__TASK__: According to the share certificate clause below, why does the Transfer Agent maintain a supply of blank share certificates, and at whose expense? Answer in one to three sentences.
#### DOCUMENT SEGMENT
7. Certificates for Shares and Records Pertaining Thereto.
(a) At the expense of the Fund, the Transfer Agent
shall maintain an adequate supply of blank share
certificates to meet the Transfer Agent's
requirements therefor. Such share certificates
shall be properly signed by facsimile. The Fund
agrees that, notwithstanding the death,
resignation, or removal of any officer of the Fund
whose signature appears on such certificates, the
Transfer Agent may continue to countersign
certificates which bear such signatures until
otherwise directed by the Fund.
(b) The Transfer Agent agrees to prepare, issue and mail
certificates as requested by the Shareholders for Shares of
the Fund in accordance with the instructions of the Fund and
to confirm such issuance to the Shareholder and the Fund or
its designee.
########
#### DATA SECTION
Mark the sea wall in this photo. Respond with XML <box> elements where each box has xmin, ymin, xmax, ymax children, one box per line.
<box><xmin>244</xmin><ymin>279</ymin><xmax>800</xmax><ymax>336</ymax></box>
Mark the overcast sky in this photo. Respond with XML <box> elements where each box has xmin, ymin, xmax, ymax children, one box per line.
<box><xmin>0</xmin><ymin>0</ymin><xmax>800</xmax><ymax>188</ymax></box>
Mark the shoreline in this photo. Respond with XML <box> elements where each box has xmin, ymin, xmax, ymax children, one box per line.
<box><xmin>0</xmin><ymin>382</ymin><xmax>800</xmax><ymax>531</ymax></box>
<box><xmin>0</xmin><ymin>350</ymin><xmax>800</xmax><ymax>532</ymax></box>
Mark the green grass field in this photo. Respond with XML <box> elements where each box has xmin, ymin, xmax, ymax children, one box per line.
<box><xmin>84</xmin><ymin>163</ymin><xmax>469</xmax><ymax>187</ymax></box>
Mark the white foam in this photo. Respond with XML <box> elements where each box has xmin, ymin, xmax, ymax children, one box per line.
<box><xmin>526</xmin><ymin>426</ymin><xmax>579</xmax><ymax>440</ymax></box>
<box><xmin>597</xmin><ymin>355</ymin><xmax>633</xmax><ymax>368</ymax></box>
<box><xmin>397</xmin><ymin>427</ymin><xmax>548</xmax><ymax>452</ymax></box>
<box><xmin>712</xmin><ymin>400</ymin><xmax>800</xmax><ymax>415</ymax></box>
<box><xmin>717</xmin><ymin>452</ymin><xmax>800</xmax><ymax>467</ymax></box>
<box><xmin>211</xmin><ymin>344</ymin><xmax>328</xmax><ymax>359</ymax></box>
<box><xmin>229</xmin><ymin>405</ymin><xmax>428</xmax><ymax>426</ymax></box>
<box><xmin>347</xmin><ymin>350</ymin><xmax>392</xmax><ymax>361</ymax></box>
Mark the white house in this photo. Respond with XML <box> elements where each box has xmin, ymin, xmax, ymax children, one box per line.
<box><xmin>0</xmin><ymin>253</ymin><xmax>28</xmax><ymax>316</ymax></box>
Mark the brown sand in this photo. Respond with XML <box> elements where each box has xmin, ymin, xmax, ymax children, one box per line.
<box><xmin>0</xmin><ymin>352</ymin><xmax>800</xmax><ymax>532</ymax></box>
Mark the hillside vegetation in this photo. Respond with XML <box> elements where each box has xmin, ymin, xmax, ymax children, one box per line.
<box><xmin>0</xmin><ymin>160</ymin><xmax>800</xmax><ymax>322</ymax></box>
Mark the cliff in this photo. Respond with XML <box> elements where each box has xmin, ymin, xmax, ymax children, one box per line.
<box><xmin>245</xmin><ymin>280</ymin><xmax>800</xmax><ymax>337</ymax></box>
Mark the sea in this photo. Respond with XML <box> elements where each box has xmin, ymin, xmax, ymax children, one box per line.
########
__RESULT FOR THIS TASK__: The Transfer Agent keeps an adequate supply of blank share certificates to meet its own requirements for them. The Fund bears the expense.